▸ What you will do
Carry on the ticket about speeding up the default nonzero test for matrices, starting right after its last line.

Ticket #13170 (closed enhancement: fixed)

Opened 11 months ago

Last modified 11 months ago

Speedup the default nonzero test for matrices

Reported by: SimonKing Owned by: tbd
Priority: major Milestone: sage-5.2
Component: performance Keywords:
Cc: malb Work issues:
Report Upstream: N/A Reviewers: Javier López Peña
Authors: Simon King Merged in: sage-5.2.beta1
Dependencies: Stopgaps:

Description

The default __nonzero__ method for matrices as defined in sage/matrix/matrix0.pyx is

    def __nonzero__(self):
        z = self._base_ring(0)
        cdef Py_ssize_t i, j
        for i from 0 <= i < self._nrows:
            for j from 0 <= j < self._ncols:
                if self.get_unsafe(i,j) != z:
                    return True
        return False

This default implementation is actually used, over some fields. But it turns out that the default could be considerably improved. Let's define three alternative methods, and compare with the default:

from sage.matrix.matrix0 cimport Matrix
from sage.structure.element cimport Element
def my_first_bool(Matrix M):
    cdef Py_ssize_t i, j
    for i from 0 <= i < M._nrows:
        for j from 0 <= j < M._ncols:
            if M.get_unsafe(i,j):
                return True
    return False
def my_second_bool(Matrix M):
    cdef Py_ssize_t i, j
    # avoid some overhead: zero_element may be faster than ...(0)
    cdef Element z = M._base_ring.zero_element()
    for i from 0 <= i < M._nrows:
        for j from 0 <= j < M._ncols:
            if M.get_unsafe(i,j)!=z:
                return True
    return False
def my_third_bool(Matrix M):
    cdef Py_ssize_t i, j
    cdef Element z = M._base_ring.zero_element()
    for i from 0 <= i < M._nrows:
        for j from 0 <= j < M._ncols:
            # Try to skip coercion
            if z._cmp_(M.get_unsafe(i,j)) is not 0:
                return True
    return False
def default_bool(Matrix M):
    cdef Py_ssize_t i, j
    z = M._base_ring(0)

▸ Dataset extract
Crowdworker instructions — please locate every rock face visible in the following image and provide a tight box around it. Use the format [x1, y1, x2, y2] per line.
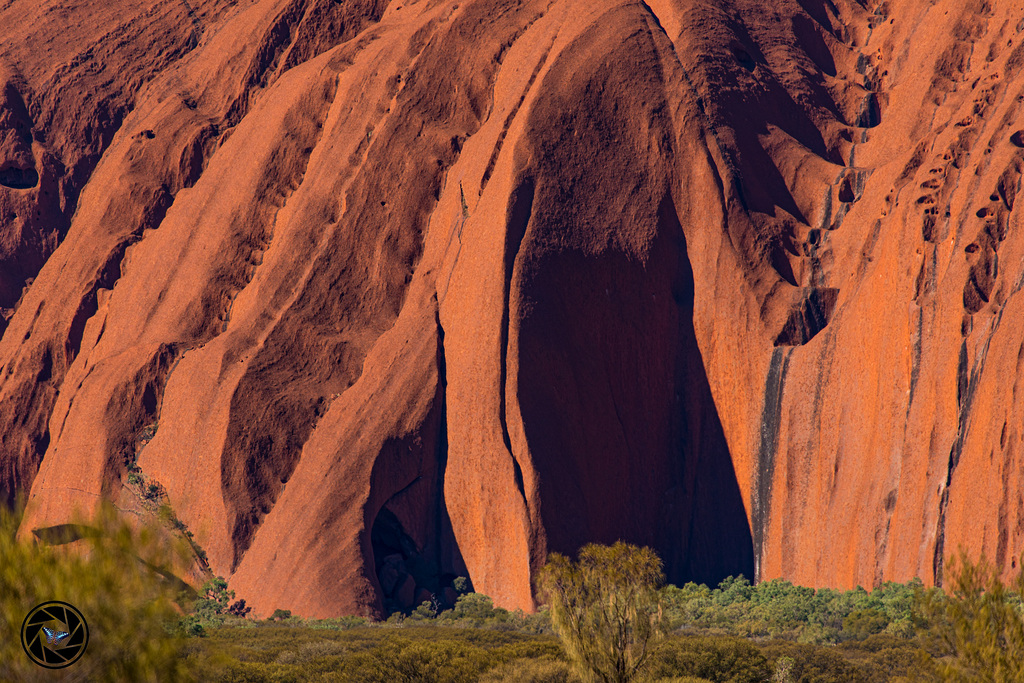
[0, 0, 1024, 616]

▸ Expected output
    for i from 0 <= i < M._nrows:
        for j from 0 <= j < M._ncols:
            if M.get_unsafe(i,j)!=z:
                return True
    return False

GF(2)

A 5- to 10-fold speed-up is possible:

sage: K = GF(2)
sage: M = random_matrix(K,1000,1000)
sage: my_first_bool(M) == my_second_bool(M) == my_third_bool(M) == default_bool(M) == bool(M)
True
sage: %timeit my_first_bool(M)
625 loops, best of 3: 373 ns per loop
sage: %timeit my_second_bool(M)
625 loops, best of 3: 653 ns per loop
sage: %timeit my_third_bool(M)
625 loops, best of 3: 2.74 µs per loop
sage: %timeit default_bool(M)
625 loops, best of 3: 4.33 µs per loop
sage: %timeit bool(M)
625 loops, best of 3: 4.94 µs per loop
sage: M*=0
sage: my_first_bool(M) == my_second_bool(M) == my_third_bool(M) == default_bool(M) == bool(M)
True
sage: %timeit my_first_bool(M)
25 loops, best of 3: 16.7 ms per loop
sage: %timeit my_second_bool(M)
5 loops, best of 3: 73.2 ms per loop
sage: %timeit my_third_bool(M)
5 loops, best of 3: 365 ms per loop
sage: %timeit default_bool(M)
5 loops, best of 3: 75.9 ms per loop
sage: %timeit bool(M)
5 loops, best of 3: 73.2 ms per loop

GF(4)

A 10- to 20-fold speed-up is possible:

sage: K = GF(4,'z')
sage: M = random_matrix(K,1000,1000)
sage: my_first_bool(M) == my_second_bool(M) == my_third_bool(M) == default_bool(M) == bool(M)
True
sage: %timeit my_first_bool(M)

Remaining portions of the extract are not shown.